◆ SET EXERCISE ◆
Collect each of the lines below that contains the string "black".

Rows from an object pointing dataset
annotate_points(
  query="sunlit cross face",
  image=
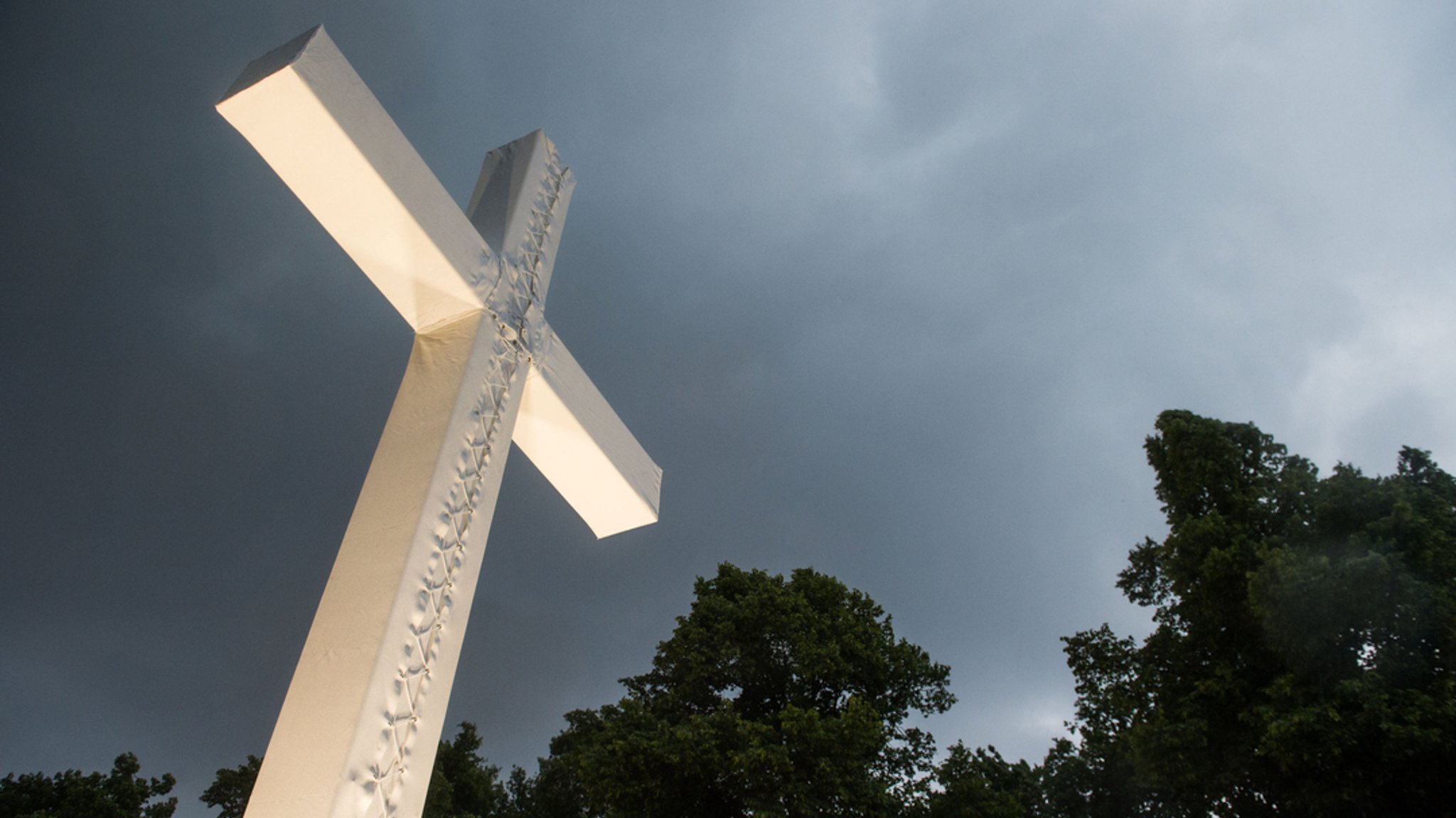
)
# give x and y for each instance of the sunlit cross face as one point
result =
(365, 711)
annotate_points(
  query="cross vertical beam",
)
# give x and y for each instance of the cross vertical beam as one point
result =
(365, 711)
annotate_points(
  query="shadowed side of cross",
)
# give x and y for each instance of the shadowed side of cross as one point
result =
(365, 711)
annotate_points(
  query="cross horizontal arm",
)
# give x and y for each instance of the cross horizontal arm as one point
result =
(580, 444)
(311, 117)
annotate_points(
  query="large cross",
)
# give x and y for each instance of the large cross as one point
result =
(363, 715)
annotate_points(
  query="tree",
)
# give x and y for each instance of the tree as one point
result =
(983, 785)
(1300, 661)
(464, 785)
(122, 794)
(772, 698)
(232, 786)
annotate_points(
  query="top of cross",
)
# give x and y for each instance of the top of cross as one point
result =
(361, 178)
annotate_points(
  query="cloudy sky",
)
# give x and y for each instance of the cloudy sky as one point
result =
(893, 290)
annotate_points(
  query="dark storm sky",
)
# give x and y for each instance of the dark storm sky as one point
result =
(893, 290)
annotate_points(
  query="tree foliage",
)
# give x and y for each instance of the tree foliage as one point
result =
(1302, 655)
(772, 698)
(119, 794)
(464, 785)
(232, 786)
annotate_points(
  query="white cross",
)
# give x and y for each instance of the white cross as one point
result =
(363, 715)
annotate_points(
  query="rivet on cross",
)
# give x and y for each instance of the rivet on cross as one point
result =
(363, 715)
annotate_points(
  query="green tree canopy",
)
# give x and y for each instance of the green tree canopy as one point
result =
(1302, 655)
(119, 794)
(232, 786)
(772, 698)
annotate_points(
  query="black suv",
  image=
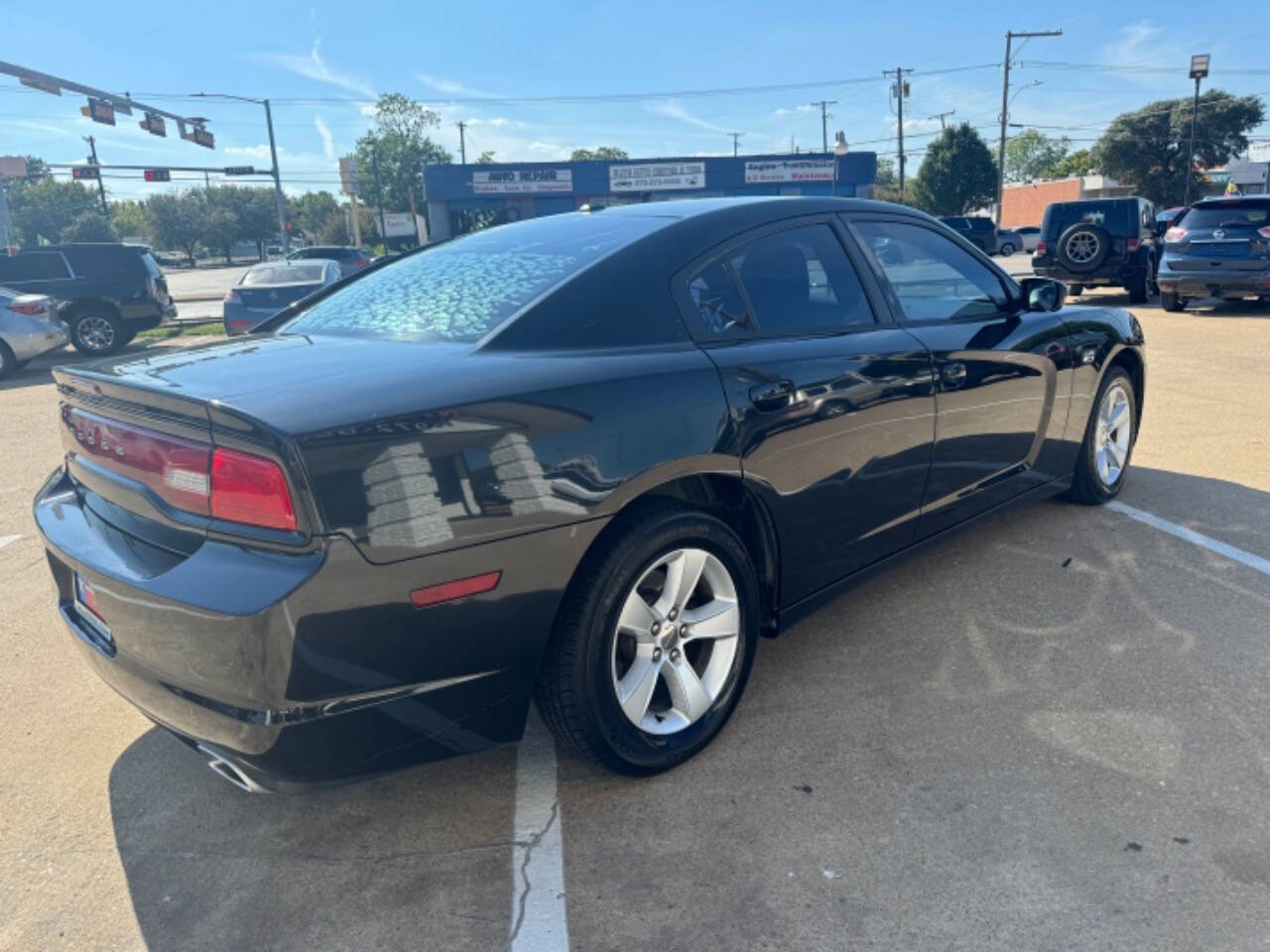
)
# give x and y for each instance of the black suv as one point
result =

◆ ANSWER IN FULL ◆
  query="black suv",
# give x and y for each instance of the black suv as one point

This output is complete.